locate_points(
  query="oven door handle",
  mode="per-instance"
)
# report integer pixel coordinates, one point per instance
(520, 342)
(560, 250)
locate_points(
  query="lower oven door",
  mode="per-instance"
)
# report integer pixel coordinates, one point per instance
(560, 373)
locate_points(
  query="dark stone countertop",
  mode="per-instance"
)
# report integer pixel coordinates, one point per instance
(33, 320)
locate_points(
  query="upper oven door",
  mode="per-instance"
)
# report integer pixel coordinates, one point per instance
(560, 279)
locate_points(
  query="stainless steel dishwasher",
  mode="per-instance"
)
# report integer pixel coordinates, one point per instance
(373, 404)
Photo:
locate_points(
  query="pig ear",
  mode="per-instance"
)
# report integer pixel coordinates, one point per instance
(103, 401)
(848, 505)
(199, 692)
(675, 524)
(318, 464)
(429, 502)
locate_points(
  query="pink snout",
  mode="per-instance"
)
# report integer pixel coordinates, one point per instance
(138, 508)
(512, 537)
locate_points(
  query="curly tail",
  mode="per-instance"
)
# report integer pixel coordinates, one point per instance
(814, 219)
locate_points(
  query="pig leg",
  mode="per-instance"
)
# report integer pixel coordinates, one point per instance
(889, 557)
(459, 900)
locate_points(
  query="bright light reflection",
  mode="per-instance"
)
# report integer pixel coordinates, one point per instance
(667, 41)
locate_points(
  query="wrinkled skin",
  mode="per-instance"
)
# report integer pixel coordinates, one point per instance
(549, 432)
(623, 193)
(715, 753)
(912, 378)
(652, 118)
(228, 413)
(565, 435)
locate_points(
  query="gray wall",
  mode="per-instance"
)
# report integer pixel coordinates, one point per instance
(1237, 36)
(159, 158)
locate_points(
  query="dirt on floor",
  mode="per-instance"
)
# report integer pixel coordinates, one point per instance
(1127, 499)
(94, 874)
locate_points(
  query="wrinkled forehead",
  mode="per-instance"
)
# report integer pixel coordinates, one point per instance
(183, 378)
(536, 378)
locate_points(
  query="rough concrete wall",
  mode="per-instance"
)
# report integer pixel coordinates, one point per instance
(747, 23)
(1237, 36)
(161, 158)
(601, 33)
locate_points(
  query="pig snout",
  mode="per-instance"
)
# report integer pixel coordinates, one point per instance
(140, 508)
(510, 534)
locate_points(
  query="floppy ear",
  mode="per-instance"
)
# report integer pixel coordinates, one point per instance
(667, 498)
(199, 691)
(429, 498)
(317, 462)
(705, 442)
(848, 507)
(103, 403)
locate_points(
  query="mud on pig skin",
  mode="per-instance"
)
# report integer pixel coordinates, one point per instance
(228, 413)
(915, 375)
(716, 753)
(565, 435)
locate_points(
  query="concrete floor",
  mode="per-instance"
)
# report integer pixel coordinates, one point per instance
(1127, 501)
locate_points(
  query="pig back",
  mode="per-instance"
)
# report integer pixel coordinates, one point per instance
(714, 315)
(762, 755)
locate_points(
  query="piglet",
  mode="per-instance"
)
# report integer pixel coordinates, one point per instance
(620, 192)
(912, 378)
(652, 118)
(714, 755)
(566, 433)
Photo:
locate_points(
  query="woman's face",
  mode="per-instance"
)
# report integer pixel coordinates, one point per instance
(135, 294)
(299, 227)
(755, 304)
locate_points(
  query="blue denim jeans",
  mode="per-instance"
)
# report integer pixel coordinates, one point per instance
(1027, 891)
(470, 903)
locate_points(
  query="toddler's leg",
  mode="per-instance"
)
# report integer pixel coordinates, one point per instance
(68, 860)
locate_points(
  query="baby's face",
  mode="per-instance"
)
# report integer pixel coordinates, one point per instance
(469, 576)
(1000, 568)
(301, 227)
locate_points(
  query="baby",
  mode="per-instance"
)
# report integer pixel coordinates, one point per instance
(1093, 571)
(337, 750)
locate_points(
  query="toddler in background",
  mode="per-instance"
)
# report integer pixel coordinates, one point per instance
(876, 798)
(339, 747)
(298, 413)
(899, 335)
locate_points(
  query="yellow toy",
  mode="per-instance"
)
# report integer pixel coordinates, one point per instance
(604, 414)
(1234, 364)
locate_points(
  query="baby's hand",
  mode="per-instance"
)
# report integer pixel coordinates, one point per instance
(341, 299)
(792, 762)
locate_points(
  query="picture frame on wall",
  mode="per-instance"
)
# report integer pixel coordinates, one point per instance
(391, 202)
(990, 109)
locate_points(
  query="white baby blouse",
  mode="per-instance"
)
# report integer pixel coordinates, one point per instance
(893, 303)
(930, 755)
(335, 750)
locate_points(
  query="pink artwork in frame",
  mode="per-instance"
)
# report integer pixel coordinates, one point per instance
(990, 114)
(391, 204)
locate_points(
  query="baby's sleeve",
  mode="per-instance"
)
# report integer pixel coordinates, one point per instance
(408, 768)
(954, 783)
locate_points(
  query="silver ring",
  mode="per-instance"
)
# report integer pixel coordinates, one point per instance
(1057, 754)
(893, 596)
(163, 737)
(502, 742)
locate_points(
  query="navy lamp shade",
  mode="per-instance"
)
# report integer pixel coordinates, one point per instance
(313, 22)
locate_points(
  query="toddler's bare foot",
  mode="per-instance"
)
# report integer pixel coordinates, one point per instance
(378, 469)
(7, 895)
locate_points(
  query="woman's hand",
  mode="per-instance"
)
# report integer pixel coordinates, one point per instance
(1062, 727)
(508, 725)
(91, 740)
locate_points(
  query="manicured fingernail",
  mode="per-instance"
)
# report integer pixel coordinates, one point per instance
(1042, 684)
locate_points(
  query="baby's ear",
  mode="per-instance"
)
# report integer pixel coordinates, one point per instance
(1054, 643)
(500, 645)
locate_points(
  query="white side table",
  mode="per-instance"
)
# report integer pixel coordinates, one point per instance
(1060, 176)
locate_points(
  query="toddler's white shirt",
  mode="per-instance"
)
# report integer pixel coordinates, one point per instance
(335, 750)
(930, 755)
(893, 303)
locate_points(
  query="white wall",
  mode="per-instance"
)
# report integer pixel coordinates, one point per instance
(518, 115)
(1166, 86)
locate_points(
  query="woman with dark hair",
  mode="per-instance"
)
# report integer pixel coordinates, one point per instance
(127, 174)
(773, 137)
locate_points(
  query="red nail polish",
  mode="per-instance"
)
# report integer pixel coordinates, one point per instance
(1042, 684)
******************************
## EXERCISE DETAILS
Give the data again in full, keeping every line as it was.

## PROBLEM SOLUTION
locate_points(
  query="oven door handle",
  mode="per-instance"
)
# report integer pixel coordinates, one point per instance
(520, 342)
(560, 250)
locate_points(
  query="lower oven door",
  mode="per-instance"
)
# report integer pixel coordinates, one point per instance
(560, 373)
locate_points(
  query="dark stone countertop",
  mode="per-instance"
)
# report integer pixel coordinates, one point per instance
(33, 320)
locate_points(
  query="upper oven door",
  mode="per-instance"
)
# report integer pixel coordinates, one point per instance
(560, 279)
locate_points(
  query="stainless steel dishwasher",
  mode="per-instance"
)
# report integer pixel coordinates, one point per instance
(373, 404)
Photo:
locate_points(
  query="pig ear",
  mode="per-instance"
)
# report integer pixel coordinates, one point per instance
(103, 401)
(848, 505)
(199, 692)
(675, 524)
(318, 464)
(429, 502)
locate_points(
  query="pink snout",
  mode="per-instance"
)
# report integer pixel coordinates, one point per instance
(138, 508)
(512, 537)
locate_points(
  query="curly tail",
  mode="per-instance"
)
# report integer pixel coordinates, one point per instance
(814, 219)
locate_points(
  query="pig leg",
  mode="per-instance"
)
# report integer pixel coordinates, one point per instance
(889, 557)
(459, 900)
locate_points(
  query="bright light reflection",
  mode="per-instance"
)
# report integer pixel coordinates, one point per instance
(667, 41)
locate_points(
  query="wrinkled skin",
  mode="per-instance"
)
# report integer pixel coordinates, one point per instance
(549, 432)
(623, 193)
(715, 753)
(912, 378)
(652, 118)
(228, 413)
(565, 435)
locate_points(
  query="gray wall",
  mode="per-instance"
)
# report integer pixel coordinates, one point per instance
(1237, 36)
(159, 158)
locate_points(
  query="dirt on floor",
  mode="per-instance"
)
# report integer pixel coordinates, one point per instance
(1127, 499)
(94, 874)
locate_points(
  query="wrinkled forehead",
  mode="per-instance"
)
# report integer pixel coordinates, one point per instance
(183, 378)
(536, 378)
locate_points(
  query="rough concrete wall",
  mode="per-instance"
)
# report integer pixel coordinates, one point per instance
(747, 23)
(1237, 36)
(161, 158)
(601, 33)
locate_points(
  query="pig snout",
  mode="per-instance"
)
# report integer pixel coordinates, one point per instance
(140, 508)
(510, 534)
locate_points(
  query="floppy ear",
  mode="per-instance"
)
# report integer pixel coordinates, one point per instance
(667, 498)
(199, 691)
(429, 498)
(317, 462)
(705, 442)
(848, 507)
(103, 403)
locate_points(
  query="mud on pig skin",
  mode="per-instance"
)
# report integer pixel coordinates, one point per instance
(228, 413)
(915, 375)
(716, 753)
(565, 435)
locate_points(
  query="concrete floor",
  mode="per-instance"
)
# report integer pixel coordinates, one point per instance
(1127, 501)
locate_points(
  query="pig back",
  mode="per-instance"
)
# report integer pixel coordinates, one point per instance
(714, 315)
(762, 755)
locate_points(
  query="piglet",
  mode="per-instance"
)
# report integer pixel coordinates, one point per instance
(620, 192)
(912, 378)
(652, 118)
(714, 755)
(566, 433)
Photo:
locate_points(
  query="woman's face",
  mode="per-instance"
)
# report integer pixel coordinates, one point per instance
(135, 294)
(299, 227)
(755, 304)
locate_points(
  query="blue denim jeans",
  mode="per-instance"
)
# report integer pixel coordinates, one point per instance
(1027, 891)
(470, 903)
locate_points(
  query="toddler's leg",
  mode="per-instance"
)
# report integer pixel coordinates, one point per instance
(68, 860)
locate_points(
  query="baby's face",
  mode="per-instance"
)
# report integer pixel coordinates, one point per instance
(469, 576)
(1000, 568)
(301, 227)
locate_points(
  query="baby",
  mode="per-instance"
)
# report integer pixel coordinates, one point per instance
(1093, 571)
(337, 750)
locate_points(
  query="toddler in background",
  mode="per-instance"
)
# report integer pixel coordinates, one point per instance
(876, 798)
(339, 747)
(298, 413)
(899, 335)
locate_points(
  query="yellow toy",
  mode="per-instance"
)
# report integer pixel coordinates, one point per instance
(604, 414)
(1234, 364)
locate_points(
  query="baby's hand",
  mode="per-instance"
)
# report integer pixel coordinates, one point per instance
(341, 299)
(792, 762)
locate_points(
  query="picture frame on wall",
  mode="per-instance"
)
# report integer pixel coordinates, one point per instance
(391, 202)
(990, 109)
locate_points(
  query="white baby blouse",
  mode="per-instance"
)
# report integer pixel coordinates, one point per instance
(893, 303)
(930, 755)
(335, 750)
locate_points(
  query="pink artwork in frame",
  mode="per-instance"
)
# report integer pixel coordinates, one point per instance
(990, 114)
(391, 204)
locate_points(
  query="baby's sleeve",
  mode="per-instance"
)
# report integer pixel coordinates, one point per instance
(408, 768)
(954, 783)
locate_points(
  query="silver ring",
  mode="per-instance"
)
# report integer pixel coordinates, one point per instance
(1057, 754)
(893, 596)
(163, 737)
(502, 742)
locate_points(
  query="navy lamp shade",
  mode="per-instance"
)
# report integer pixel coordinates, one point per instance
(313, 22)
locate_points(
  query="toddler's bare foot",
  mode="per-instance"
)
# report integer pixel coordinates, one point per instance
(378, 469)
(7, 895)
locate_points(
  query="woman's hand",
  mode="per-instance"
)
# report integer pixel coordinates, one point per instance
(1062, 727)
(508, 725)
(91, 740)
locate_points(
  query="manicured fingernail",
  mode="per-instance"
)
# report integer pixel coordinates, one point per instance
(1042, 684)
locate_points(
  query="baby's ear",
  mode="per-instance"
)
# report integer pixel coordinates, one point per instance
(1054, 643)
(500, 645)
locate_points(
  query="white side table",
  mode="per-instance"
)
# report integer pixel coordinates, one point per instance
(1060, 176)
locate_points(
  query="toddler's white shirt",
  mode="per-instance"
)
# report integer pixel coordinates, one point per instance
(335, 750)
(930, 755)
(893, 303)
locate_points(
  query="white wall",
  mode="per-instance"
)
# report integer pixel coordinates, one point per instance
(518, 115)
(1166, 86)
locate_points(
  query="woman with dark hair",
  mode="per-instance"
)
# report integer pixel coordinates, one point per instance
(127, 174)
(773, 137)
locate_points(
  query="red nail polish",
  mode="per-instance"
)
# report integer pixel coordinates, one point per instance
(1042, 684)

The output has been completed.